[Saved entries]
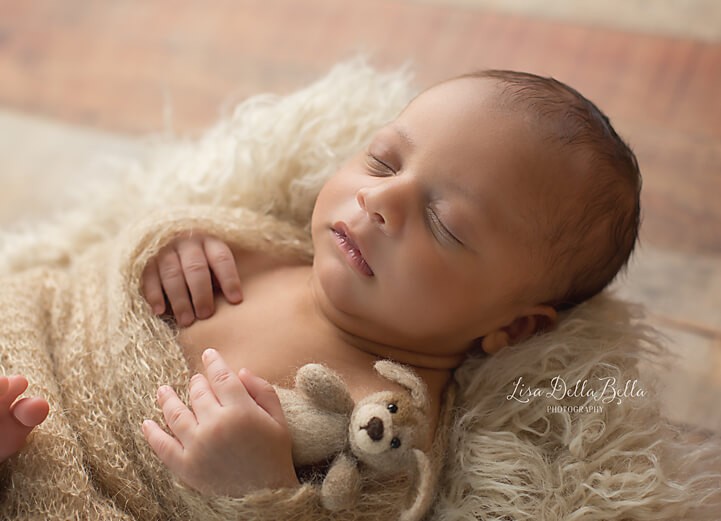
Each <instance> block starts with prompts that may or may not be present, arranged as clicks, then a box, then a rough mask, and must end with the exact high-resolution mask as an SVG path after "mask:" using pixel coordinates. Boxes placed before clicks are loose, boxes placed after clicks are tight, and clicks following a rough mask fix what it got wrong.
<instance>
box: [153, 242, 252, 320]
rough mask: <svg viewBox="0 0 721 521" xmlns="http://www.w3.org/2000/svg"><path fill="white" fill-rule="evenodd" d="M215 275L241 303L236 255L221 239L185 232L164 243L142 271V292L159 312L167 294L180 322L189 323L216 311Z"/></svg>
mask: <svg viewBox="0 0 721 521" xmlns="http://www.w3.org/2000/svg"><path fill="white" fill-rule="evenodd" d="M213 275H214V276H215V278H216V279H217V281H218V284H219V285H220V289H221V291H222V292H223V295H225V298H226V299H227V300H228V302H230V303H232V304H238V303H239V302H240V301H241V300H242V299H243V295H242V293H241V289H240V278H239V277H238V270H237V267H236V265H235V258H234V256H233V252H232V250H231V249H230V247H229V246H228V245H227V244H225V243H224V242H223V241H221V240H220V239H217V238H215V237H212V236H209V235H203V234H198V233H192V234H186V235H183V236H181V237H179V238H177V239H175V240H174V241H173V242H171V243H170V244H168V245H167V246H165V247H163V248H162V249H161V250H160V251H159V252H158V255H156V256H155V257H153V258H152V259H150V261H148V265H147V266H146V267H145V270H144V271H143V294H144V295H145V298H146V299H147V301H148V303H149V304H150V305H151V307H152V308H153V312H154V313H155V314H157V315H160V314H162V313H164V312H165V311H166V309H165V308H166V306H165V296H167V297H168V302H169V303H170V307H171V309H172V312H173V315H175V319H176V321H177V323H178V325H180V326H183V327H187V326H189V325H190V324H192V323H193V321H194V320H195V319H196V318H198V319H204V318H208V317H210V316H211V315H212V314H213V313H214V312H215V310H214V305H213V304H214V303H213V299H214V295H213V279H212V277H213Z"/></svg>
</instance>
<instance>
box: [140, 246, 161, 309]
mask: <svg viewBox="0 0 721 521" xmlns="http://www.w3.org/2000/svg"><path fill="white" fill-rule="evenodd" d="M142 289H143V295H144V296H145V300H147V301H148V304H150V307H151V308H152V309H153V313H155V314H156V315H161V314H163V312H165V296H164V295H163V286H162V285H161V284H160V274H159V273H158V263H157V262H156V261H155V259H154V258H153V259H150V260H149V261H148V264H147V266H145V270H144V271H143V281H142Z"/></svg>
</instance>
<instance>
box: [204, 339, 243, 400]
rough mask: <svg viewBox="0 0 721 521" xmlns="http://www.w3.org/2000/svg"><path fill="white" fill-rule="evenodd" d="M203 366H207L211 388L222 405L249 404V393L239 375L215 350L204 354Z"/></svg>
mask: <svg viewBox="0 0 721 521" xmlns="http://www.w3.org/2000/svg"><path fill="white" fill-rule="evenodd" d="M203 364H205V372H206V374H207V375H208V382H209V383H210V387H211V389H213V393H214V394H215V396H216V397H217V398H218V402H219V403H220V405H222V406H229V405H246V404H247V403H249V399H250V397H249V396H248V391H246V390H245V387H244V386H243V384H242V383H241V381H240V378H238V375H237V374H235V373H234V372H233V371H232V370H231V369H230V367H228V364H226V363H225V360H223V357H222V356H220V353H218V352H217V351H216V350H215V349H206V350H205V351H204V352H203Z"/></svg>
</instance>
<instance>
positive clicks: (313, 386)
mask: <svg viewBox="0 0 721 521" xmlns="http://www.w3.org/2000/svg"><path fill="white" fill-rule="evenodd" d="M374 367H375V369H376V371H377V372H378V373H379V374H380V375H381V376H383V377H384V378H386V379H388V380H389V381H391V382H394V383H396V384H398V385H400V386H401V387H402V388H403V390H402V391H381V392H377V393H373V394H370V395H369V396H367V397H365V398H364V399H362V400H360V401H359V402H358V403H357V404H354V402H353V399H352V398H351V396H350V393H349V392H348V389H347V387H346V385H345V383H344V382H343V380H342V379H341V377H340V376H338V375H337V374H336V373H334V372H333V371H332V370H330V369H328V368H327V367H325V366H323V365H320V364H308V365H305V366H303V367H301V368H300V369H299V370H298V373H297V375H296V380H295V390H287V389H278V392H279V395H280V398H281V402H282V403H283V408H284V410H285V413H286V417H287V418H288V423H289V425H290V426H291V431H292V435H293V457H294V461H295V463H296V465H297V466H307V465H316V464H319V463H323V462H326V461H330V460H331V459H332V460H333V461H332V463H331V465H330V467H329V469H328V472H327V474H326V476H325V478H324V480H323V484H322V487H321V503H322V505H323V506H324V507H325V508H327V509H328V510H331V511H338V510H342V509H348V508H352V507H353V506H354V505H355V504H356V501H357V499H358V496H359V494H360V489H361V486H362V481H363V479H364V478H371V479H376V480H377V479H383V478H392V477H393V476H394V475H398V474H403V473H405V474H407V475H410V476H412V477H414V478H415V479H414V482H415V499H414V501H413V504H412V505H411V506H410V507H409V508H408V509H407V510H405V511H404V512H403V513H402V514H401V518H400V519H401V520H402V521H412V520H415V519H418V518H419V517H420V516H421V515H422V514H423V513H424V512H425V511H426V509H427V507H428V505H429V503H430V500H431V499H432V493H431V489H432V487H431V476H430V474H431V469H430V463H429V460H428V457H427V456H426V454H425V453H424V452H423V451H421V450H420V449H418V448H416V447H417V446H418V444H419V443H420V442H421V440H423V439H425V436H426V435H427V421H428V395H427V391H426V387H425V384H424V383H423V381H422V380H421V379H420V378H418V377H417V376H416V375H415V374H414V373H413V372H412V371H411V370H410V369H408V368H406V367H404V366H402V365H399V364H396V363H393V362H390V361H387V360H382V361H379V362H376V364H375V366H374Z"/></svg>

* **EXERCISE GOAL**:
The data must be repeated exactly. Any pictures in it are to be left out.

* **TASK RESPONSE**:
Each <instance> block starts with prompts that may or may not be present, arranged as clicks, then a box, then a rough mask, and must end with the exact high-resolution mask as an SVG path after "mask:" using pixel coordinates. Boxes placed before clicks are loose, boxes placed after clicks are tight, and clicks following a rough mask fix what it got wrong.
<instance>
box: [153, 242, 252, 320]
rough mask: <svg viewBox="0 0 721 521" xmlns="http://www.w3.org/2000/svg"><path fill="white" fill-rule="evenodd" d="M215 275L241 303L236 255L221 239L185 232L164 243L142 271V292L159 312L167 294L180 322L189 323L216 311Z"/></svg>
mask: <svg viewBox="0 0 721 521" xmlns="http://www.w3.org/2000/svg"><path fill="white" fill-rule="evenodd" d="M213 275H214V276H215V278H216V279H217V281H218V284H219V285H220V289H221V291H222V292H223V295H225V298H226V299H227V300H228V302H230V303H232V304H238V303H239V302H240V301H241V300H242V299H243V295H242V293H241V289H240V278H239V277H238V270H237V267H236V265H235V258H234V256H233V252H232V250H231V249H230V247H229V246H228V245H227V244H225V243H224V242H223V241H221V240H220V239H217V238H215V237H212V236H209V235H203V234H198V233H192V234H186V235H183V236H181V237H179V238H177V239H175V240H174V241H173V242H171V243H170V244H168V245H167V246H165V247H163V248H162V249H161V250H160V251H159V252H158V255H156V256H155V257H153V258H152V259H150V261H148V265H147V266H146V267H145V270H144V271H143V294H144V295H145V298H146V299H147V301H148V303H149V304H150V305H151V307H152V308H153V312H154V313H155V314H157V315H160V314H162V313H164V312H165V311H166V309H165V308H166V306H165V296H167V297H168V302H169V303H170V307H171V309H172V312H173V315H175V319H176V321H177V323H178V325H180V326H183V327H187V326H189V325H190V324H192V323H193V321H194V320H195V319H196V318H198V319H204V318H208V317H210V316H211V315H212V314H213V313H214V312H215V310H214V305H213V304H214V303H213V299H214V295H213V279H212V277H213Z"/></svg>
</instance>
<instance>
box: [140, 246, 161, 309]
mask: <svg viewBox="0 0 721 521" xmlns="http://www.w3.org/2000/svg"><path fill="white" fill-rule="evenodd" d="M142 289H143V295H144V296H145V300H147V301H148V304H150V307H151V308H152V309H153V313H155V314H156V315H161V314H163V312H165V296H164V295H163V286H162V285H161V284H160V274H159V273H158V263H157V262H156V261H155V259H154V258H153V259H150V260H149V261H148V264H147V266H145V270H144V271H143V281H142Z"/></svg>
</instance>
<instance>
box: [204, 339, 243, 400]
rough mask: <svg viewBox="0 0 721 521" xmlns="http://www.w3.org/2000/svg"><path fill="white" fill-rule="evenodd" d="M203 366H207L211 388L222 405L249 404V393L239 375L215 350L204 354Z"/></svg>
mask: <svg viewBox="0 0 721 521" xmlns="http://www.w3.org/2000/svg"><path fill="white" fill-rule="evenodd" d="M203 364H205V372H206V374H207V375H208V382H209V383H210V387H211V389H213V393H214V394H215V396H216V397H217V398H218V402H219V403H220V405H222V406H229V405H246V404H247V403H249V399H250V397H249V396H248V391H246V390H245V387H244V386H243V384H242V383H241V381H240V378H238V375H237V374H235V373H234V372H233V371H232V370H231V369H230V367H228V364H226V363H225V360H223V357H222V356H220V353H218V352H217V351H216V350H215V349H206V350H205V351H204V352H203Z"/></svg>
</instance>
<instance>
positive clicks: (313, 386)
mask: <svg viewBox="0 0 721 521" xmlns="http://www.w3.org/2000/svg"><path fill="white" fill-rule="evenodd" d="M374 367H375V369H376V371H377V372H378V373H379V374H380V375H381V376H383V377H384V378H386V379H388V380H389V381H391V382H394V383H396V384H398V385H400V386H401V387H402V388H403V390H402V391H381V392H377V393H373V394H370V395H369V396H367V397H365V398H364V399H362V400H360V401H359V402H358V403H357V404H354V402H353V399H352V398H351V396H350V393H349V392H348V389H347V387H346V385H345V383H344V382H343V380H342V379H341V377H340V376H338V375H337V374H336V373H334V372H333V371H332V370H330V369H328V368H327V367H325V366H323V365H320V364H308V365H305V366H303V367H301V368H300V369H299V370H298V373H297V375H296V380H295V390H287V389H278V392H279V395H280V398H281V402H282V403H283V408H284V410H285V413H286V417H287V418H288V423H289V425H290V426H291V431H292V435H293V457H294V461H295V463H296V465H297V466H307V465H316V464H319V463H323V462H326V461H330V460H331V459H332V460H333V461H332V463H331V465H330V467H329V469H328V472H327V474H326V476H325V478H324V480H323V484H322V487H321V503H322V505H323V506H324V507H325V508H327V509H328V510H331V511H338V510H342V509H348V508H352V507H353V506H354V505H355V504H356V501H357V499H358V496H359V494H360V489H361V486H362V481H363V479H364V478H371V479H376V480H377V479H383V478H392V477H393V476H394V475H398V474H403V473H405V474H407V475H410V476H412V477H414V478H415V479H414V482H415V499H414V501H413V504H412V505H411V506H410V507H409V508H408V509H407V510H405V511H404V512H403V513H402V514H401V518H400V519H401V520H402V521H412V520H415V519H418V518H419V517H420V516H421V515H422V514H423V513H424V512H425V511H426V509H427V507H428V505H429V503H430V500H431V499H432V493H431V489H432V487H431V476H430V474H431V469H430V463H429V460H428V457H427V456H426V454H425V453H424V452H423V451H421V450H420V449H418V448H416V447H417V446H418V444H419V443H420V442H421V440H423V439H425V436H426V435H427V421H428V395H427V391H426V387H425V384H424V383H423V381H422V380H421V379H420V378H418V377H417V376H416V375H415V374H414V373H413V372H412V371H411V370H410V369H408V368H406V367H404V366H402V365H399V364H396V363H393V362H390V361H387V360H382V361H379V362H376V364H375V366H374Z"/></svg>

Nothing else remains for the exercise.